EXERCISE AIM.
For each line of the data below that includes the string "metal", count one, and answer with the sum only.

--- INPUT RECORDS Enclosed Below ---

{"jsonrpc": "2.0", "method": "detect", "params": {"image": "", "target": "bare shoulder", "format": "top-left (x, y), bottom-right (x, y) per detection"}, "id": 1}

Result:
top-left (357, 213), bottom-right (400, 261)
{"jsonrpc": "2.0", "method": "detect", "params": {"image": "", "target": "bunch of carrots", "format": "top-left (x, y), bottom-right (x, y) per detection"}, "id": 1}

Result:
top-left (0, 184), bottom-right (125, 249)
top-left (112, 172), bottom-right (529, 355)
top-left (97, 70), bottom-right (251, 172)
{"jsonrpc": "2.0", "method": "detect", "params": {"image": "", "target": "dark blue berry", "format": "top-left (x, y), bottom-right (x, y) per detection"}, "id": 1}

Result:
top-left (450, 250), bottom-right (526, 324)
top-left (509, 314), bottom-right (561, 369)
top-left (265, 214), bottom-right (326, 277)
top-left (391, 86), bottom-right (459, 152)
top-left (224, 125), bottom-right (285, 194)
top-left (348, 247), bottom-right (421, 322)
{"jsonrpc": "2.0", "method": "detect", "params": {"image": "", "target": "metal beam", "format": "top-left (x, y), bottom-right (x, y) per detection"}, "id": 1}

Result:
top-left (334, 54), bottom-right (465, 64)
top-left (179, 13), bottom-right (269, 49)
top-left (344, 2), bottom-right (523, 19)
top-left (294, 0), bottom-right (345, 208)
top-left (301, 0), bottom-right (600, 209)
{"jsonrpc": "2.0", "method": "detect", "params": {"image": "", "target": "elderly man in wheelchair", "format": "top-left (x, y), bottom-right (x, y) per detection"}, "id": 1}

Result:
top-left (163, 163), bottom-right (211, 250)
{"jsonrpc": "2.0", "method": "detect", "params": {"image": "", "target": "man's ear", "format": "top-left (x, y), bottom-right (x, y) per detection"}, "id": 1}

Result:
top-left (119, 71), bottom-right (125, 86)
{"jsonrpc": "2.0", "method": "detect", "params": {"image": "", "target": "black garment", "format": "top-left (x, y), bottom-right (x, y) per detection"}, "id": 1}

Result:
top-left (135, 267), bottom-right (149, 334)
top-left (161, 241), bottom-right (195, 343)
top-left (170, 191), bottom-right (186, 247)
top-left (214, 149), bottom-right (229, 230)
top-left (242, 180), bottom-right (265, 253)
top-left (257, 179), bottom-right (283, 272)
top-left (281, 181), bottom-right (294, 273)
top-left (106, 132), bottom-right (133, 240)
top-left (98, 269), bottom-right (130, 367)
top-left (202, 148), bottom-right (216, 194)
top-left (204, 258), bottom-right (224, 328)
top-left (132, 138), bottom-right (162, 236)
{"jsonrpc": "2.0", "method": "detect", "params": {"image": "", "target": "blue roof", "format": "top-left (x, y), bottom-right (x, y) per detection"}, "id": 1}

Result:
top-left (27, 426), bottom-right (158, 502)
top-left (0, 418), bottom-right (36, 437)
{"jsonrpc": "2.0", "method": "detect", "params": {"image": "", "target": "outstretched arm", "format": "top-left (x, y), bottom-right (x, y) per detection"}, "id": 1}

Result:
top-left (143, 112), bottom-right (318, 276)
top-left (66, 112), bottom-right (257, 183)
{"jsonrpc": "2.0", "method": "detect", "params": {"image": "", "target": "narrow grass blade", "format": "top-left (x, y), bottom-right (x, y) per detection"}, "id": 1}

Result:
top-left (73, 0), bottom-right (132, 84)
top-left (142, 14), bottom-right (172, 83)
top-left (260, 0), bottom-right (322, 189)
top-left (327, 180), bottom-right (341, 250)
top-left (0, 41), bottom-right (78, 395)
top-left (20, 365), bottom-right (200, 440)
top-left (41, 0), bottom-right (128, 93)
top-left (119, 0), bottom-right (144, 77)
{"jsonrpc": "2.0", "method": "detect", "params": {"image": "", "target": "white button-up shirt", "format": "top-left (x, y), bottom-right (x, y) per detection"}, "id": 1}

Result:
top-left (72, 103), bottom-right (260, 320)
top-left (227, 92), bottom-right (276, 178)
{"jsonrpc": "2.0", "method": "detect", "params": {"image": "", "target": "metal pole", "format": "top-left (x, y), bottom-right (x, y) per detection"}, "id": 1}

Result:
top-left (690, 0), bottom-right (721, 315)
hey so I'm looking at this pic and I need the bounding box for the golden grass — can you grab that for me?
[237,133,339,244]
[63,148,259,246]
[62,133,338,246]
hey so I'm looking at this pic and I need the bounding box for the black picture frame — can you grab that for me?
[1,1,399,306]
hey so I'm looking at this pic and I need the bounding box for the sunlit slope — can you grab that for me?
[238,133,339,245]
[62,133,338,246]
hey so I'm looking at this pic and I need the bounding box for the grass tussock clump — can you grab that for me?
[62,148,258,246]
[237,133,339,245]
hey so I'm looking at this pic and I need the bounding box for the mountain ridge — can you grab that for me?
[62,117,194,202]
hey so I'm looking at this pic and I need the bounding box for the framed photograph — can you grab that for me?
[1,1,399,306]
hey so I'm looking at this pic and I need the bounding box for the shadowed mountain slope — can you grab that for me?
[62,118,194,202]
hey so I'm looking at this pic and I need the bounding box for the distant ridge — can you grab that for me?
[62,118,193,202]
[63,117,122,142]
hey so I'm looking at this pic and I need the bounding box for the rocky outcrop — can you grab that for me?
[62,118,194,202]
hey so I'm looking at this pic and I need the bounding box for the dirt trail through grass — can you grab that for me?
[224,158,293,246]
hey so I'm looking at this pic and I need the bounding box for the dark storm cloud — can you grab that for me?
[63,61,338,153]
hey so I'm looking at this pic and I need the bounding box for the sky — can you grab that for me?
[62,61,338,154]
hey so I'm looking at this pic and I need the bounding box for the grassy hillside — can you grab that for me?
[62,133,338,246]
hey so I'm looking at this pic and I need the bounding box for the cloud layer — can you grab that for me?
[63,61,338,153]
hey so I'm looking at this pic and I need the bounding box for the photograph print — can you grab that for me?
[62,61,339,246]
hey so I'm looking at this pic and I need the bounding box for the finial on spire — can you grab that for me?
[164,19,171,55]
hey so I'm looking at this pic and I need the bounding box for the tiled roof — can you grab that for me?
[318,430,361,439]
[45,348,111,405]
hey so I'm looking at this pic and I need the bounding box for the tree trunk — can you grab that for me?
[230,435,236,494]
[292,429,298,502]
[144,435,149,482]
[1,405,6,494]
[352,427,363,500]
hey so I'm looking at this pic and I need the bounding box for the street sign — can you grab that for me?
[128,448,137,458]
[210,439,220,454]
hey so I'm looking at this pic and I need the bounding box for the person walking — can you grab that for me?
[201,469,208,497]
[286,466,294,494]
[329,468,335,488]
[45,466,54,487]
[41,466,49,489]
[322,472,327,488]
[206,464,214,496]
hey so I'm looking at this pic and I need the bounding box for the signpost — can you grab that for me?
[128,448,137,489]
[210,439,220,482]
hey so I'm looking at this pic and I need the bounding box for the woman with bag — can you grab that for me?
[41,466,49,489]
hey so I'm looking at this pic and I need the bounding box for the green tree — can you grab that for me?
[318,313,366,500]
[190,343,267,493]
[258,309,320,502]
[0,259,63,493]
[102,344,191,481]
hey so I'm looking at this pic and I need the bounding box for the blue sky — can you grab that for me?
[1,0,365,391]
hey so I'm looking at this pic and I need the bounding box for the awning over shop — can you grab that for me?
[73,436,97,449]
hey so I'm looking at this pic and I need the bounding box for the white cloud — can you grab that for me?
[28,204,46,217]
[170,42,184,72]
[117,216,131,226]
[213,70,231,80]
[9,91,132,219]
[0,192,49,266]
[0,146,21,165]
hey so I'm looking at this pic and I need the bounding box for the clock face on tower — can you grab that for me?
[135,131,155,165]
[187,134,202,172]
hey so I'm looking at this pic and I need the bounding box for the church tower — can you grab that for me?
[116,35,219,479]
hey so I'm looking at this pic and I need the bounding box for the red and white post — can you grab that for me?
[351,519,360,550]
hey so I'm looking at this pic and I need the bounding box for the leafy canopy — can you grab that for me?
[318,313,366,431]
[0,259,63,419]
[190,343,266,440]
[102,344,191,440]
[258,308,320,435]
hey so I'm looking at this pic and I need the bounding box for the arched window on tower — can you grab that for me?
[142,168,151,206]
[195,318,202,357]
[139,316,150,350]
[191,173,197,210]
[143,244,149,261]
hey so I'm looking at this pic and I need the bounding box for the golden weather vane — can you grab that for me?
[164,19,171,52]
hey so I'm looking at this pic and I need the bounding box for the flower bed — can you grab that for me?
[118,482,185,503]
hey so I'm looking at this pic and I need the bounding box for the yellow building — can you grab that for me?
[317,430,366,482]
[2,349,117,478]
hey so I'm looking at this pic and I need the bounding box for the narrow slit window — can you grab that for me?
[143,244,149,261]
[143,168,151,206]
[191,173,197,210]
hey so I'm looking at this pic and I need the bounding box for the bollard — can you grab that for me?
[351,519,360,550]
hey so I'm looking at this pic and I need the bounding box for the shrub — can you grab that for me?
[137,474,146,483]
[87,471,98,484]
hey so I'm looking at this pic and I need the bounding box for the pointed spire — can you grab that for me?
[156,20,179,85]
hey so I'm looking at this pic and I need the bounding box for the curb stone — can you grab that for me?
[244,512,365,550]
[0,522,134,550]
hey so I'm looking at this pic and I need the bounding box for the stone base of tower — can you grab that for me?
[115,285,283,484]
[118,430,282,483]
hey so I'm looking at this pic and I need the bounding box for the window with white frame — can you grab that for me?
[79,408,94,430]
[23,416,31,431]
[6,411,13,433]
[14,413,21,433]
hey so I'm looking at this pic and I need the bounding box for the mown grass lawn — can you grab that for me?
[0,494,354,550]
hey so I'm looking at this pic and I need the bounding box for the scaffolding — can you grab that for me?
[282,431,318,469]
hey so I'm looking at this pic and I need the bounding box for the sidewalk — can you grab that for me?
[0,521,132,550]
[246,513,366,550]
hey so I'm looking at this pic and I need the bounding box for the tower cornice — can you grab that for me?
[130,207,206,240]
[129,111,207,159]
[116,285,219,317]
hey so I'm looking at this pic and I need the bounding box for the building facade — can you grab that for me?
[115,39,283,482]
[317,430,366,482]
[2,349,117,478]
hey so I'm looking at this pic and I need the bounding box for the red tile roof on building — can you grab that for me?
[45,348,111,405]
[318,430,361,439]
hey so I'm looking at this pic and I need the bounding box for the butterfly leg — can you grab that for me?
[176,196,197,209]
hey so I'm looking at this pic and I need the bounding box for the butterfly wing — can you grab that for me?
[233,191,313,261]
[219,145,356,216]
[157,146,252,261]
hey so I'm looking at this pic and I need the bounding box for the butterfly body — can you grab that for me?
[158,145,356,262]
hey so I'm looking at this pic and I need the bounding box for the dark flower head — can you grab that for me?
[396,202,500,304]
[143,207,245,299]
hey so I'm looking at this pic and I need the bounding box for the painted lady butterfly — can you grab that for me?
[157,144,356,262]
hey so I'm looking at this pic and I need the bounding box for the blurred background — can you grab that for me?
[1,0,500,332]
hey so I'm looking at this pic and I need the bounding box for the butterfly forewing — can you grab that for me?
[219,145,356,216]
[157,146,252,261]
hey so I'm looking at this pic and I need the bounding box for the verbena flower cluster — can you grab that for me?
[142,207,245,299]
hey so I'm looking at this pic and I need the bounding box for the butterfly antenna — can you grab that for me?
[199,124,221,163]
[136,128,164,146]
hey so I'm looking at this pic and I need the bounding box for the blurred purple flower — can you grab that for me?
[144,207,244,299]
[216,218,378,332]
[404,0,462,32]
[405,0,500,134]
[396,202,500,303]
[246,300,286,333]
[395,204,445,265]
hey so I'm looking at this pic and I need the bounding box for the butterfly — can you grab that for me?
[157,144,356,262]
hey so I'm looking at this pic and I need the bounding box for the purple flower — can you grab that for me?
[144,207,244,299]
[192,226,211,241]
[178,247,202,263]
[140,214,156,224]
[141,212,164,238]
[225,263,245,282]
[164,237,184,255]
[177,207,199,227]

--- End of Enclosed INPUT RECORDS ---

COMPLETED TASK.
2